SHORT EXERCISE -
Can you turn the records below into a two-column CSV with the headers instruction and points, one row per record, holding its text and its answer, each field quoted and with line breaks changed to spaces? Cover every record and leave the pictures out.

>> START

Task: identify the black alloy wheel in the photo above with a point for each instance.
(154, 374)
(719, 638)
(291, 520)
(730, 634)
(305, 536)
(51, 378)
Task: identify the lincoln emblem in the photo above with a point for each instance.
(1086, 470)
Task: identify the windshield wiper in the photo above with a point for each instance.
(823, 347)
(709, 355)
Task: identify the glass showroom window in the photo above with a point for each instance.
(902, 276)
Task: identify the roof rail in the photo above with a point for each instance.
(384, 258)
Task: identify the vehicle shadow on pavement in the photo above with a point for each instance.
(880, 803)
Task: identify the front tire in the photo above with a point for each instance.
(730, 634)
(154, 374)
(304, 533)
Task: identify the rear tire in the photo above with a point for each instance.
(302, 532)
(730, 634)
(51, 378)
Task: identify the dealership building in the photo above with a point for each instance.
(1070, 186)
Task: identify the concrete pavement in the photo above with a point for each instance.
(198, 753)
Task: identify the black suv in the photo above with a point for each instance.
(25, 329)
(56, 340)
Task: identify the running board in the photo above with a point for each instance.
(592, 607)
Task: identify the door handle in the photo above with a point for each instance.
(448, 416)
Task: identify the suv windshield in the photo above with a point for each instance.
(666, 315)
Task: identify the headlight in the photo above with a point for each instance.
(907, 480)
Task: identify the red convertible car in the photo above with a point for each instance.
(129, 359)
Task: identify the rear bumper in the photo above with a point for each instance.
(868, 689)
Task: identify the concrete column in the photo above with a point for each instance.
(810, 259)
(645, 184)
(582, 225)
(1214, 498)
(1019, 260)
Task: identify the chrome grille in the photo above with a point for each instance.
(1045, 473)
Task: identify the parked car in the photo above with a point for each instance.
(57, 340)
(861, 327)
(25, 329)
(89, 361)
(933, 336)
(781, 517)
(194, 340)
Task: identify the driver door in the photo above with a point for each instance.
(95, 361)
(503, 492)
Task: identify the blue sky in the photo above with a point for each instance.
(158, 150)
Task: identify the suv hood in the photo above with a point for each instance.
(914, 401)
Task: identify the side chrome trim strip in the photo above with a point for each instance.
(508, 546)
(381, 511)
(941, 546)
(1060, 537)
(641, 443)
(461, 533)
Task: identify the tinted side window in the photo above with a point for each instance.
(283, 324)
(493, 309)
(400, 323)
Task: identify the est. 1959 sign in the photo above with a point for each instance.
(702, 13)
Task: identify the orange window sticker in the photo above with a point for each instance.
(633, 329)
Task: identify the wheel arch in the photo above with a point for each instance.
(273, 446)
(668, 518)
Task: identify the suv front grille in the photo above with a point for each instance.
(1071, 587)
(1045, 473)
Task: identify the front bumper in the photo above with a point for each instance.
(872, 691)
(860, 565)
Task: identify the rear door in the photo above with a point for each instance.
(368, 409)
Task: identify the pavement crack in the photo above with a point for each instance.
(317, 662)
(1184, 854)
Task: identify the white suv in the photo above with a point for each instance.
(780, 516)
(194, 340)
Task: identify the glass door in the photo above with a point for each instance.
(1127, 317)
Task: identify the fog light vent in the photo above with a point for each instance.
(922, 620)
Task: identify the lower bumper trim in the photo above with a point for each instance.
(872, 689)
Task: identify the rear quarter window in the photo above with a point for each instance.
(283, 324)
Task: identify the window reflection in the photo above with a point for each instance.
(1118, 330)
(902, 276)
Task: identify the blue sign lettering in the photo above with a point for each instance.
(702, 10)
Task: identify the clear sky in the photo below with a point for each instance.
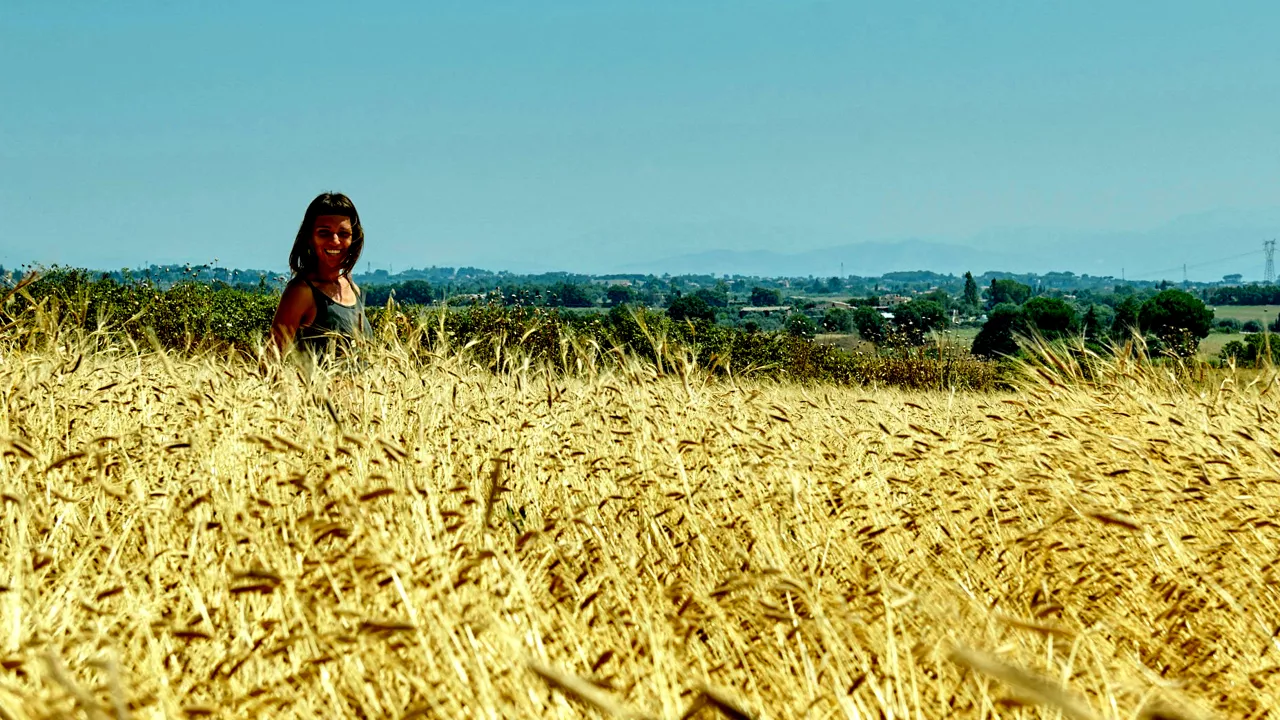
(585, 133)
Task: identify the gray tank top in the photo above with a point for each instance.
(336, 324)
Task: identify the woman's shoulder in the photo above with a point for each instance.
(298, 288)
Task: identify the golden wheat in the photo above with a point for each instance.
(426, 538)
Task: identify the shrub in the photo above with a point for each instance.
(800, 326)
(997, 336)
(1179, 319)
(690, 308)
(837, 320)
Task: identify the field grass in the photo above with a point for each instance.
(201, 537)
(1244, 313)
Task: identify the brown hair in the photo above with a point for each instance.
(302, 258)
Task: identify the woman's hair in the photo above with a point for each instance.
(302, 258)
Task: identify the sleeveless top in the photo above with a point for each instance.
(336, 324)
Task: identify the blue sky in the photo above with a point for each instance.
(585, 136)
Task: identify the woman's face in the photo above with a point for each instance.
(330, 237)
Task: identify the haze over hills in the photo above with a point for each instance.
(1208, 244)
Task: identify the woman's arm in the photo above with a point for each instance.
(296, 310)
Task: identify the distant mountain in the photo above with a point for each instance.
(867, 259)
(1210, 244)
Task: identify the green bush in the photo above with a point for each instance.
(193, 317)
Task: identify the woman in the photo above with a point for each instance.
(321, 308)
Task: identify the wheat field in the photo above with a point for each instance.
(197, 536)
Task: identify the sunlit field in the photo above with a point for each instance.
(426, 538)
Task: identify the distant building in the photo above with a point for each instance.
(764, 310)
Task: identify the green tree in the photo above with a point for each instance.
(1052, 318)
(933, 315)
(568, 295)
(1253, 351)
(999, 335)
(415, 292)
(871, 324)
(1179, 319)
(690, 308)
(1091, 324)
(1002, 291)
(837, 320)
(766, 296)
(970, 292)
(716, 297)
(800, 326)
(620, 295)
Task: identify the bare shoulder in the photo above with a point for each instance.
(296, 302)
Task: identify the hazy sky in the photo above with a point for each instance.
(580, 135)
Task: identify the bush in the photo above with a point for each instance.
(690, 308)
(1179, 319)
(1226, 326)
(766, 296)
(871, 324)
(837, 320)
(1052, 318)
(192, 317)
(800, 326)
(1252, 351)
(997, 337)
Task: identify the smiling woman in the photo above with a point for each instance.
(321, 308)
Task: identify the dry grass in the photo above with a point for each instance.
(196, 537)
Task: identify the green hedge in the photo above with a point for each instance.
(195, 317)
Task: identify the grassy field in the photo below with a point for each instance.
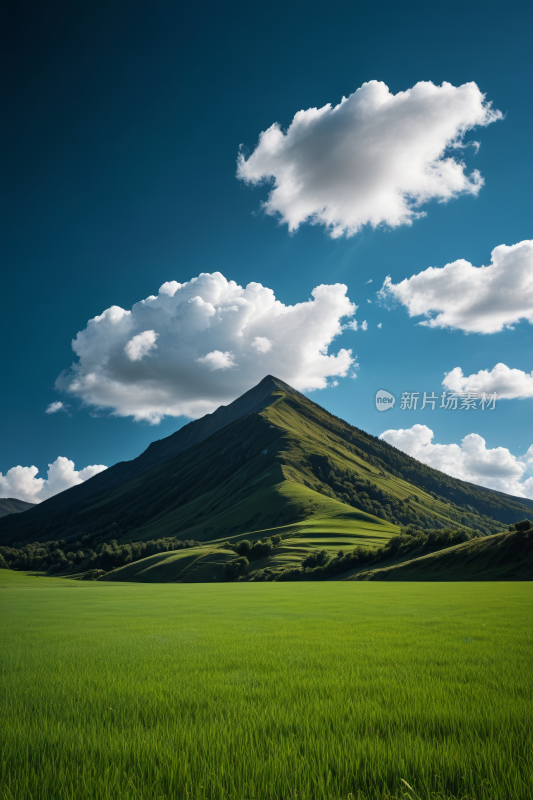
(267, 691)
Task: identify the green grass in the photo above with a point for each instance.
(266, 691)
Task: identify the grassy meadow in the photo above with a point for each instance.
(265, 691)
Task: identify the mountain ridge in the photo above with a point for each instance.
(217, 476)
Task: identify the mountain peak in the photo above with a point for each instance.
(251, 402)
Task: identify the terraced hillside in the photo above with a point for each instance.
(270, 460)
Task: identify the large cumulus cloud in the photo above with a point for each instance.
(377, 157)
(22, 483)
(472, 461)
(506, 382)
(472, 299)
(199, 344)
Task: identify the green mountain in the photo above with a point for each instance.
(10, 505)
(272, 462)
(502, 557)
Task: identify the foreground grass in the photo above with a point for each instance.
(265, 691)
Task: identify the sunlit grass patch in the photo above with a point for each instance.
(265, 690)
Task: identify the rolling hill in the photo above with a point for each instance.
(504, 556)
(271, 462)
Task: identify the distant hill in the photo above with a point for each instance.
(502, 557)
(271, 459)
(10, 505)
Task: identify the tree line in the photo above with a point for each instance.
(64, 558)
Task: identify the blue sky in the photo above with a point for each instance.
(124, 122)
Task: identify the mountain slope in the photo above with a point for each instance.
(10, 505)
(272, 458)
(502, 557)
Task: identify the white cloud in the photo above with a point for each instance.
(140, 345)
(471, 299)
(506, 382)
(215, 340)
(262, 344)
(218, 360)
(22, 483)
(375, 158)
(53, 408)
(495, 468)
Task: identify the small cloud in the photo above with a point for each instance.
(22, 482)
(53, 408)
(218, 360)
(375, 158)
(351, 326)
(461, 296)
(140, 345)
(262, 344)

>> END

TASK RESULT -
instruction,points
"Task: identify the black alloy wheel in the photo above with a point for each instance.","(154, 374) (719, 638) (291, 520) (730, 634) (305, 536) (51, 378)"
"Task: identify the lincoln emblem in the photo above with a point for each instance.","(1086, 470)"
"Task: identify the windshield wiper in the photo above with a point for each instance.","(823, 347) (709, 355)"
"Task: identify the glass showroom window in the photo above with a point for each instance.","(902, 276)"
"Task: identify the roof rail in the photo above with a point for each instance.","(384, 258)"
"Task: identify the vehicle shadow on pavement in the photo above with a point for each instance.","(880, 803)"
"Task: identify the front tire in the photo above with a point for each instance.","(730, 634) (154, 374) (304, 533)"
"Task: identify the rear tire in the photo above with a point for each instance.","(302, 532) (730, 634) (51, 378)"
"Task: identify the dealership building in the photo above with a point for each instance.","(1070, 186)"
"Task: identify the concrete pavement in the photo above with a point for each instance.","(198, 753)"
"Task: identify the black suv in the photo above with a point for each instance.","(25, 329) (56, 340)"
"Task: identify the running board in the photo above with a point for each instance.","(592, 607)"
"Task: identify the door handle in the photo above with a point for each instance.","(448, 416)"
"Task: identify the suv windshield in the photo above with a point for each instance.","(666, 315)"
"Task: identify the headlight in the photo above with a point for each instance.","(907, 480)"
"Task: identify the red convertible car in the photo above with a point for each instance.","(129, 359)"
"Task: identify the rear bumper in the photo above with a point for each instance.","(868, 689)"
"Task: identify the concrete column in the photo above with a point for each instance.","(810, 259) (645, 184) (582, 225) (1214, 498) (1019, 260)"
"Task: identify the chrome grille in the photo above with a point for each instance.","(1045, 473)"
"Task: identify the parked car in the photo above with a point for each instance.","(57, 340) (861, 327) (25, 329) (89, 361) (933, 336) (781, 517) (194, 340)"
"Task: identify the driver door in the photo above with a point for each instance.","(95, 361) (503, 492)"
"Task: identify the blue sky in the photo above with a point for each instance.","(158, 150)"
"Task: identify the suv hood in the photo above with a point for each instance.","(914, 401)"
"Task: identify the side chrome trim strip in the photo above with a point for each instance.","(508, 546) (381, 511) (941, 546) (1060, 537) (641, 443) (461, 533)"
"Task: identify the tinted side window in the photo above with a point for each instance.","(283, 324) (493, 309) (400, 323)"
"Task: identify the est. 1959 sign in the photo above with a point for each instance.","(702, 13)"
"Task: identify the orange window sticker in the photo above with a point for each instance.","(633, 329)"
"Task: identify the wheel arch in the photo above with a point for each instance.","(273, 446) (668, 518)"
"Task: identify the suv front grille in the photo above with a point for each instance.","(1071, 587) (1045, 473)"
"Task: identify the front bumper in the photo above with a point for each instance.","(872, 691) (860, 565)"
"Task: identify the rear door in the photo above with a point for each instance.","(368, 409)"
"Task: identify the pavement crack in the photo above with a point for each instance.","(317, 662) (1184, 854)"
"Task: identify the white suv in the photo above with a point for each instance.","(780, 516) (194, 340)"
"Task: identify the glass door in the photo above with a point for each instance.","(1127, 317)"
"Task: identify the fog light vent in the photo above with a point for each instance.","(922, 620)"
"Task: identify the lower bumper trim in the photo above with a point for each instance.","(872, 689)"
"Task: identify the rear quarter window in the photo above with a point for each instance.","(283, 324)"
"Task: identify the window reflection in the photo above with a point for each instance.","(1118, 330) (902, 276)"
"Task: identify the blue sign lettering in the photo above with a point for each instance.","(702, 10)"
"Task: identify the clear sky in the photo below with a point for each instance.","(585, 133)"
"Task: identify the gray tank top in the photo above with a point for each instance.","(336, 324)"
"Task: identify the woman's shoulder in the photo above with a point for each instance.","(298, 288)"
"Task: identify the golden wheat in the photo above with a point for each instance.","(426, 538)"
"Task: identify the shrub in the photo above with a point for each instance.","(800, 326) (997, 336) (1179, 319) (690, 308) (837, 320)"
"Task: identify the field grass in the photo above with a point for each instance.","(201, 537) (1244, 313)"
"Task: identify the brown hair in the photo above with a point for each instance.","(302, 258)"
"Task: identify the woman's hair in the photo above with a point for each instance.","(302, 258)"
"Task: identify the sleeveless top in the photo above with a point for each instance.","(336, 324)"
"Task: identify the blue sky in the photo above with a point for each instance.","(585, 136)"
"Task: identify the woman's face in the photo above with a point for each instance.","(330, 237)"
"Task: identify the haze over hills in the photo above with a point for each instance.","(1208, 244)"
"Task: identify the woman's arm in the photo above with a point for each instance.","(296, 310)"
"Task: identify the distant mountain in the photo above with a point for each instance.","(867, 259) (1210, 244)"
"Task: identify the green bush in the photo above with a point for each instance.","(193, 317)"
"Task: identify the woman in the photo above with a point for each instance.","(321, 308)"
"Task: identify the wheat field in the photo above with a point for each instance.","(197, 536)"
"Task: identify the sunlit field in the photo above with a point for each instance.","(426, 538)"
"Task: identify the distant building in the photo above with a point for each instance.","(764, 310)"
"Task: identify the green tree in the photo above with a point for each instance.","(1052, 318) (933, 315) (568, 295) (1253, 351) (999, 335) (415, 292) (871, 324) (1179, 319) (690, 308) (1091, 324) (1002, 291) (837, 320) (766, 296) (970, 292) (716, 297) (800, 326) (620, 295)"
"Task: identify the bare shoulder in the photo above with a point for each instance.","(296, 302)"
"Task: identify the hazy sky in the photo above with a point for each instance.","(580, 135)"
"Task: identify the bush in the photo above with a point for each instance.","(690, 308) (1179, 319) (1226, 326) (766, 296) (871, 324) (837, 320) (1052, 318) (192, 317) (800, 326) (1252, 351) (997, 337)"
"Task: identify the smiling woman in the photo above with a point for each instance.","(321, 308)"
"Task: identify the dry grass in the photo above with a point for each instance.","(196, 537)"
"Task: identify the green hedge in the photo above with a point for each instance.","(195, 317)"
"Task: identify the grassy field in the photo below with a point for each instance.","(267, 691)"
"Task: identify the green grass in the photo above with a point for each instance.","(266, 691)"
"Task: identify the grassy meadow in the photo above with a point for each instance.","(265, 691)"
"Task: identify the mountain ridge in the photo above with a point for each instance.","(217, 476)"
"Task: identify the mountain peak in the photo above with a point for each instance.","(251, 402)"
"Task: identify the terraced hillside in the photo above with a point for each instance.","(270, 460)"
"Task: identify the large cumulus cloud in the photo above with a point for each instance.","(377, 157) (22, 483) (472, 461) (506, 382) (472, 299) (199, 344)"
"Task: identify the green mountain in the photo above with a point for each instance.","(10, 505) (272, 462) (502, 557)"
"Task: identify the foreground grass in the photo above with a point for each instance.","(265, 691)"
"Task: identify the sunlit grass patch in the photo above with a point for each instance.","(265, 690)"
"Task: identify the rolling hill in the photo above with a point for each instance.","(504, 556) (271, 462)"
"Task: identify the distant hill in the photo above with a point for each instance.","(502, 557) (271, 459) (10, 505)"
"Task: identify the tree line in the photo above with a point for each instance.","(64, 558)"
"Task: identify the blue sky in the photo above with a point for each instance.","(124, 122)"
"Task: identify the mountain slope in the photo above with a point for each instance.","(10, 505) (272, 458) (502, 557)"
"Task: identify the white cloud in the photo above with a point for each instance.","(140, 345) (471, 299) (506, 382) (215, 340) (262, 344) (218, 360) (22, 483) (375, 158) (53, 408) (495, 468)"
"Task: identify the small cloud in the photo above with a point for each instance.","(22, 482) (53, 408) (218, 360) (375, 158) (351, 326) (461, 296) (140, 345) (262, 344)"